→ Задания
(A) Ответьте по рассказу об одесской «Песочнице» на три вопроса:
(i) Откуда автор записи узнал о «Песочнице»?
(ii) Для чего использовали песок из мешков?
(iii) Чем угощали всех женщины на обочине?
(B) Продолжите рассказ об одесской «Песочнице» сразу после последнего приведённого предложения.

→ Фрагмент текста
A powerful first-person story of volunteer resistance in Odesa during the first days of the full-scale invasion — where ordinary people became a single living organism, filling sandbags, singing in the rain under air raids, and holding the city together with bare hands and open hearts.
“They covered the city like angels with wings.”

📝 Оригинальный текст записи
Хочу рассказать о событиях начала 2022 года — о проявлении силы, единства и духа. Это то, о чём стоит написать книгу, пока воспоминания ещё живы.
С первых дней полномасштабного вторжения в Одессе появилось удивительное явление — «Песочница». Люди со всего города шли на пляж, чтобы наполнять мешки песком. Песок использовали для укрепления блокпостов, защиты подвалов от осколков. В хаосе первых дней было непонятно, куда идти, что делать? В военкоматах — очереди, разворачивались гуманитарные штабы, помощь шла со всего мира, но не хватало рук, чтобы её разгружать. Волны беженцев накатывались на город, а одесситы в панике покидали его. Никто не знал, что будет завтра.
Я узнал о Песочнице из соцсетей — без точного адреса. В один из дней, когда не было планов по разгрузке гумпомощи, решил поехать. Помню, как небо затянуло, шёл дождь со снегом. Я взял с собой упаковку перчаток, одел лыжную одежду и направился к морю. Тогда подъезды к пляжам ещё были открыты — я заехал на Трассу здоровья. Путь мне указывали люди, одетые примерно так же, как и я — все шли в одном направлении.
На пляже уже работали сотни людей. Кто-то с лопатами наполнял мешки — вручную и с помощью экскаватора. Кто-то завязывал и передавал их по живой цепочке. Это был настоящий живой организм. На обочине стояли женщины, угощавшие всех горячим масала-чаем, кофе, печеньем.

→ Исходные данные
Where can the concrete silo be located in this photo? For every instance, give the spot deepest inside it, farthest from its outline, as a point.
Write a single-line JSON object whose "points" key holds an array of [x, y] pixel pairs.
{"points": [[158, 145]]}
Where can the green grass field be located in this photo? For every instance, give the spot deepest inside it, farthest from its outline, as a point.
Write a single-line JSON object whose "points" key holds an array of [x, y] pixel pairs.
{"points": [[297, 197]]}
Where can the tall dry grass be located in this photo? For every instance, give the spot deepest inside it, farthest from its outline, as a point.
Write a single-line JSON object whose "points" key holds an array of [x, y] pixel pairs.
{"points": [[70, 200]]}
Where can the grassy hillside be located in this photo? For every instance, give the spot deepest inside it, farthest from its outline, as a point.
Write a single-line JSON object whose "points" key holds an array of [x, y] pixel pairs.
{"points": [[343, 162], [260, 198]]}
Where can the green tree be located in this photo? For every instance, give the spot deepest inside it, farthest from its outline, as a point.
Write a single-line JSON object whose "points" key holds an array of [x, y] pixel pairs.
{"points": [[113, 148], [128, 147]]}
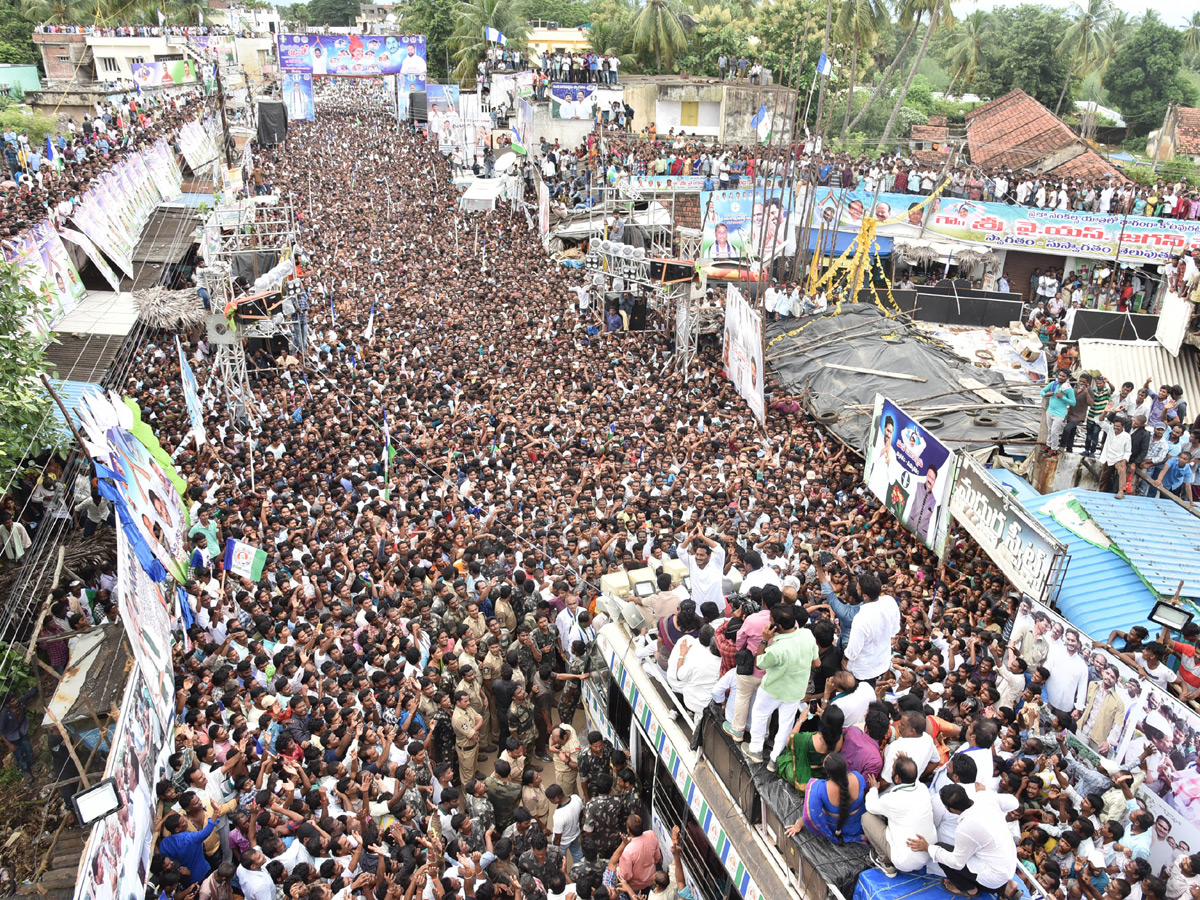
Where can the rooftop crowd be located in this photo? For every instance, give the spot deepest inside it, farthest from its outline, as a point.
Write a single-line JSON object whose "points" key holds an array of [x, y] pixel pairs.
{"points": [[41, 189], [394, 709]]}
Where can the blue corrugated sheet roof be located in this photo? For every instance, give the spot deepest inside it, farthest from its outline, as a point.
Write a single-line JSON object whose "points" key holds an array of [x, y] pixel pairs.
{"points": [[1159, 539], [1101, 591], [70, 393]]}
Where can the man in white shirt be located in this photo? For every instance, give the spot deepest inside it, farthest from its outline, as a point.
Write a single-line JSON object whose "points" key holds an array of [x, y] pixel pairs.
{"points": [[913, 742], [895, 815], [565, 825], [1067, 685], [256, 883], [705, 559], [757, 575], [869, 651], [984, 853]]}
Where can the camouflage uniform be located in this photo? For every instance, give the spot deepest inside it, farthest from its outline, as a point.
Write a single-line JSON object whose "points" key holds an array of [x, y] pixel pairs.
{"points": [[592, 765], [541, 871], [604, 819], [480, 811], [522, 724], [521, 843], [569, 700]]}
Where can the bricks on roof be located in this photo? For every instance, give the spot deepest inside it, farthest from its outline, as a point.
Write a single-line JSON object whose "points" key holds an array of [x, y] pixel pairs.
{"points": [[1187, 131], [1015, 131]]}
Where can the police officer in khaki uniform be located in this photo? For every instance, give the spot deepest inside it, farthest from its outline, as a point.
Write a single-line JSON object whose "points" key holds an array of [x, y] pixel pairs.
{"points": [[467, 724], [474, 689]]}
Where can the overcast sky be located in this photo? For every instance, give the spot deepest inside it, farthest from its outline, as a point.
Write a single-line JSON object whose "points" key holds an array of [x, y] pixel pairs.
{"points": [[1171, 11]]}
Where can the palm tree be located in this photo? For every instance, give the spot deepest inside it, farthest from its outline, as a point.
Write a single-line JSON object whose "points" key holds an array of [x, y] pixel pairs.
{"points": [[858, 24], [658, 30], [58, 12], [1192, 35], [473, 16], [612, 39], [887, 75], [915, 10], [1086, 41], [965, 55]]}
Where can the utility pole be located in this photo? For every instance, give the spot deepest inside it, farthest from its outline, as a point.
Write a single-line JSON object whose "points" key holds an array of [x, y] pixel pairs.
{"points": [[225, 121]]}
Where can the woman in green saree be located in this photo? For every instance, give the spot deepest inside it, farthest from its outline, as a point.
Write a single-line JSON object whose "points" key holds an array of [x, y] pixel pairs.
{"points": [[803, 757]]}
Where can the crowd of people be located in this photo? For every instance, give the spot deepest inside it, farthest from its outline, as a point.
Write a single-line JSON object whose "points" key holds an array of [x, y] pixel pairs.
{"points": [[43, 187], [442, 478]]}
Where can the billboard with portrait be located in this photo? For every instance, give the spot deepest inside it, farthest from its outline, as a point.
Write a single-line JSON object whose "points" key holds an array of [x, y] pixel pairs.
{"points": [[160, 75], [748, 223], [1123, 721], [573, 101], [137, 474], [357, 55], [117, 858], [911, 472], [742, 354], [298, 96]]}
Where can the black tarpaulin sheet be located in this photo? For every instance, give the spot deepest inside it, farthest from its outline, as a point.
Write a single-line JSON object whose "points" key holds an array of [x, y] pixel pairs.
{"points": [[273, 123], [863, 337]]}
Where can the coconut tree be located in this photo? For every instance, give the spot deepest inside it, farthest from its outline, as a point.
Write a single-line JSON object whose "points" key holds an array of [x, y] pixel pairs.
{"points": [[57, 12], [939, 13], [966, 53], [473, 16], [659, 31], [1086, 42], [858, 24]]}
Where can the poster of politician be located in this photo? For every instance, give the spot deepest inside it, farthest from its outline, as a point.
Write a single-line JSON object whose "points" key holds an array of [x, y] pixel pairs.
{"points": [[355, 55], [911, 472], [573, 101], [742, 354]]}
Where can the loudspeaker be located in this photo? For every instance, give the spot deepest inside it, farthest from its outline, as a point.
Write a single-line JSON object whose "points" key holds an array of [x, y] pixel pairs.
{"points": [[671, 271], [219, 330]]}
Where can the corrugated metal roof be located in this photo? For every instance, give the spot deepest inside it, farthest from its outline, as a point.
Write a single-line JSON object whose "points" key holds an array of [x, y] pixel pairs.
{"points": [[1138, 360], [1101, 591], [1159, 539]]}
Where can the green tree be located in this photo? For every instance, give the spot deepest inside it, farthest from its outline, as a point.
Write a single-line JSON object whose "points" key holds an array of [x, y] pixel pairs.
{"points": [[1146, 76], [858, 24], [24, 403], [472, 17], [57, 12], [1085, 42], [658, 31], [333, 12], [1021, 52], [939, 15], [435, 19], [967, 49]]}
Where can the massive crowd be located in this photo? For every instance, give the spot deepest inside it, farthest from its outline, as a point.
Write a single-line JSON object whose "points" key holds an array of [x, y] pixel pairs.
{"points": [[394, 708]]}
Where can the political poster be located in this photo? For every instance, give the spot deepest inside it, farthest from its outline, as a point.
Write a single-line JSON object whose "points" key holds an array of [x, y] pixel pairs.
{"points": [[117, 857], [573, 101], [1063, 232], [355, 55], [45, 268], [137, 474], [911, 472], [161, 75], [1125, 721], [742, 354], [1011, 535], [298, 96], [749, 223], [147, 610]]}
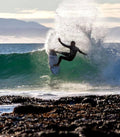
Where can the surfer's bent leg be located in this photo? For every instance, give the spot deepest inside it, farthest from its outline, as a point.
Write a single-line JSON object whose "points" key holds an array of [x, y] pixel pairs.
{"points": [[63, 53]]}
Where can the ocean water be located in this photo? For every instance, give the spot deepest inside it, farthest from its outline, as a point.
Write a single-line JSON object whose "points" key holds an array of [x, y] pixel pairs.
{"points": [[24, 70]]}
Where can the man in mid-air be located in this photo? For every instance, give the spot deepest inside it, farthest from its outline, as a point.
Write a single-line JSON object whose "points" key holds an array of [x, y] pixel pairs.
{"points": [[68, 56]]}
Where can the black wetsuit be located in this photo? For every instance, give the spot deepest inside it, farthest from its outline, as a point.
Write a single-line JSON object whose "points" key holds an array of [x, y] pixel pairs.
{"points": [[69, 56]]}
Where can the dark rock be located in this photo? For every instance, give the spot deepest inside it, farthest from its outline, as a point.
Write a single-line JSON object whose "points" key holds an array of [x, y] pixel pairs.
{"points": [[31, 109], [90, 100]]}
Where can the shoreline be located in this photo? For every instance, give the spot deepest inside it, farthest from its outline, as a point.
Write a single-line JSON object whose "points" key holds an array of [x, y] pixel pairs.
{"points": [[86, 116]]}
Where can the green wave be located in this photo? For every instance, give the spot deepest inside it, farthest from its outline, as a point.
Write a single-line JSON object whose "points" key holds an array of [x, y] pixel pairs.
{"points": [[33, 69]]}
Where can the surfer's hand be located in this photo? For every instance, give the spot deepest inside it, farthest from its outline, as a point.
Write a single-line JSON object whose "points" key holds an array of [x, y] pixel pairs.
{"points": [[59, 39]]}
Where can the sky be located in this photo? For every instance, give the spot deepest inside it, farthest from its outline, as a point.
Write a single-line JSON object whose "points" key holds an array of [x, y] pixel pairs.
{"points": [[43, 11]]}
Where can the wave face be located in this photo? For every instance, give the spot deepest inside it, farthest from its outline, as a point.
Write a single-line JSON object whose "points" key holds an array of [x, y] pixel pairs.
{"points": [[32, 69]]}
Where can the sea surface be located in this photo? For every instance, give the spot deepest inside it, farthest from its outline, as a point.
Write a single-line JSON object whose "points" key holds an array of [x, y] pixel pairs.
{"points": [[24, 70]]}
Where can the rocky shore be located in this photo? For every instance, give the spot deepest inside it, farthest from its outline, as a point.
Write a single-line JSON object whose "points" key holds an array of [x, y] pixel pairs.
{"points": [[84, 116]]}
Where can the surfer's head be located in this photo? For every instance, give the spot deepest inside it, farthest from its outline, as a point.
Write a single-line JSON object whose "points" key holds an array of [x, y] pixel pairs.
{"points": [[72, 43]]}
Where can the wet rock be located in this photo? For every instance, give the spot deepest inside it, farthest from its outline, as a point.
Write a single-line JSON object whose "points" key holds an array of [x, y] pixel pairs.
{"points": [[34, 109], [90, 116], [90, 100]]}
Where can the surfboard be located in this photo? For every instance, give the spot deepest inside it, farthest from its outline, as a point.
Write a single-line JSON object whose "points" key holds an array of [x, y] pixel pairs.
{"points": [[53, 59]]}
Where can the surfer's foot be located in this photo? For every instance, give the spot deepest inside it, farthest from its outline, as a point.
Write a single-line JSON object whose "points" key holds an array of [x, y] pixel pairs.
{"points": [[56, 65]]}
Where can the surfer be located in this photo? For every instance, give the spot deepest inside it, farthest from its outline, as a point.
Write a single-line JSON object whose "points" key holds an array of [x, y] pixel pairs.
{"points": [[68, 56]]}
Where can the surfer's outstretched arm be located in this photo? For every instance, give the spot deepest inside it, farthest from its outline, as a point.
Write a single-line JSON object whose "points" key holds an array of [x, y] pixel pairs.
{"points": [[63, 43], [82, 52]]}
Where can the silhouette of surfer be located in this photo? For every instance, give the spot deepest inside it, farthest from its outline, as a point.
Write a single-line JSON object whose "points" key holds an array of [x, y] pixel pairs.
{"points": [[68, 56]]}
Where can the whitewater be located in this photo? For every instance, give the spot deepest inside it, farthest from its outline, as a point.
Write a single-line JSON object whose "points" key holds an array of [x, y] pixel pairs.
{"points": [[24, 68]]}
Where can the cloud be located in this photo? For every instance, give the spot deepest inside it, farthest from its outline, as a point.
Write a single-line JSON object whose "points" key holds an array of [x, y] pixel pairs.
{"points": [[29, 14]]}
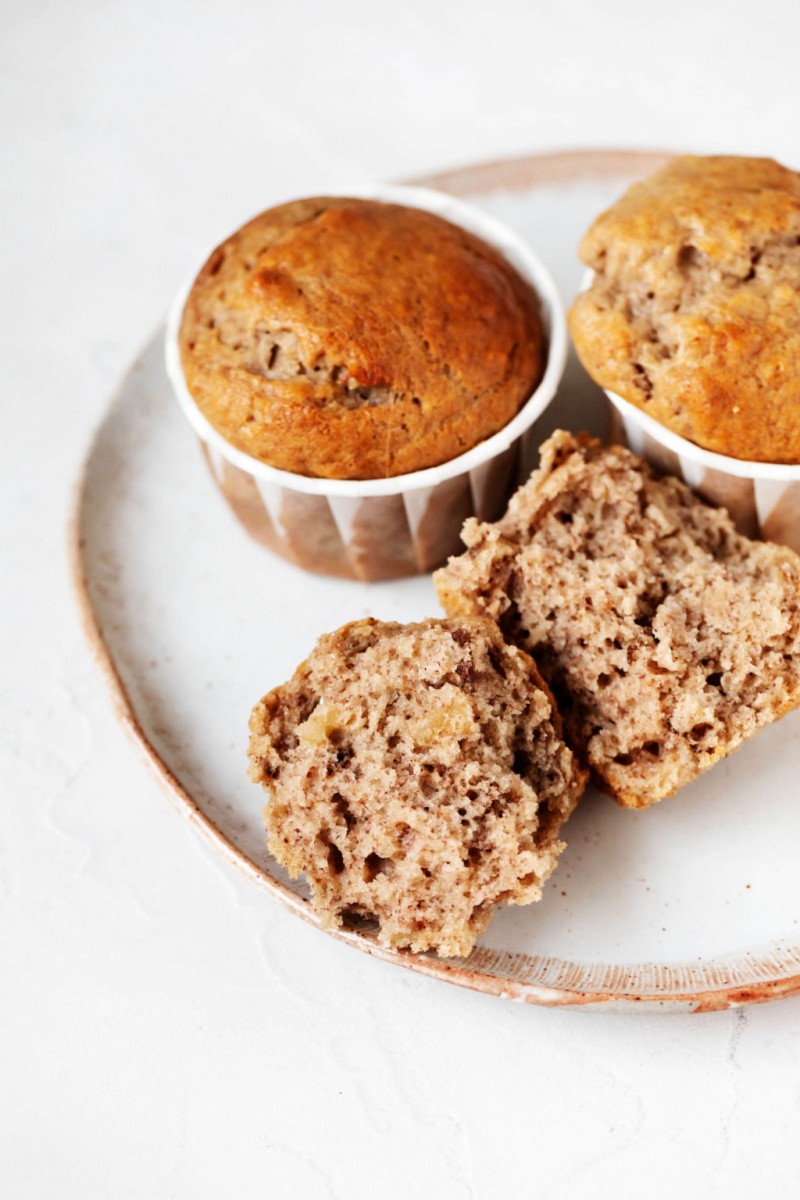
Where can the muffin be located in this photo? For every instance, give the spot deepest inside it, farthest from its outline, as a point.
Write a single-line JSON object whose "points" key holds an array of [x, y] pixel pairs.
{"points": [[355, 340], [417, 777], [693, 310], [667, 637]]}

→ Ответы к заданиям
(A)
(i) Из соцсетей, без точного адреса.
(ii) Для укрепления блокпостов и защиты подвалов от осколков.
(iii) Горячим масала-чаем, кофе и печеньем.

(B)
Люди были самые разные: актёры, певцы, учёные, спортсмены, студенты, бизнесмены, родители с детьми. Даже дети помогали завязывать мешки. Кто-то уставал и уходил, но на его место приходили новые. Работы хватало всем.
Машины — грузовики, микроавтобусы, легковые с прицепами — подъезжали одна за другой. Люди развозили мешки по блокпостам, кто на чём мог. Несмотря на погоду — морось, снег — машины загружались доверху. В перерывах пели песни, особенно когда с нами были оперные певцы. Мне запомнился один высокий парень с длинными волосами и мощным голосом одетый в байкерскую кожаную куртку — он заряжал всех вокруг.
После полудня приехала машина с обедом. Признаюсь, давно я так не радовался горячей еде на свежем воздухе. Помню, что еды хватило всем. Работа не останавливалась — всё шло по очереди. Машины продолжали прибывать.
Вы, наверное, подумаете, что всё это организовали военные или городская администрация? Нет.
За всем стояла 22-летняя девушка. С первых дней было два координатора, которые запрашивали информацию у военных частей, у городских структур — где и что нужно. У них были помощники, но основная нагрузка была именно на этих двух женщинах.
Усталости не чувствовалось. Время летело. Это было то самое время, когда вражеские корабли стояли на нашем рейде, артиллерийские орудия били по побережью, а вражеская авиация долетала почти до города. Но работа не прекращалась. Только песни, гимн — иногда — останавливали цепочку.
Навсегда врезался в память момент, когда мы стояли по колено в воде, а над нами — фронтовые бомбардировщики. Сирена, удары — а люди продолжают петь гимн.
Ещё три года назад мне хотелось описывать каждый день, проведённый в Песочнице. Там были новые лица, новые знакомства, улыбки сквозь слёзы, бесконечный поток машин. Потом я попал в военкомат. Мне сказали: ждите. Я ждал — и продолжал делать то, что делал. Потом начались ночные патрули города — об этом, возможно, расскажу когда-то.
История Песочницы для меня всё ещё незавершённая. Как сказал Борис Барский, эти люди укрыли Одессу мешками с песком, словно ангелы — крыльями.
Если вы когда-нибудь видели, как мешки грузят под Bon Jovi — It's My Life, — это происходило именно там.
Кстати, барабанщика в ту команду привёл я. Совершенно случайно. Идея возникла спонтанно — чтобы поднять дух. И, честно говоря, он сделал себе очень хорошую рекламу, для школы барабанщиков.
Позже та самая 22-летняя девушка основала благотворительный фонд. Я звал её Королевой Песочницы. В одиночку — нет, с командой. Но основа, энергия, координация — всё держалось на ней.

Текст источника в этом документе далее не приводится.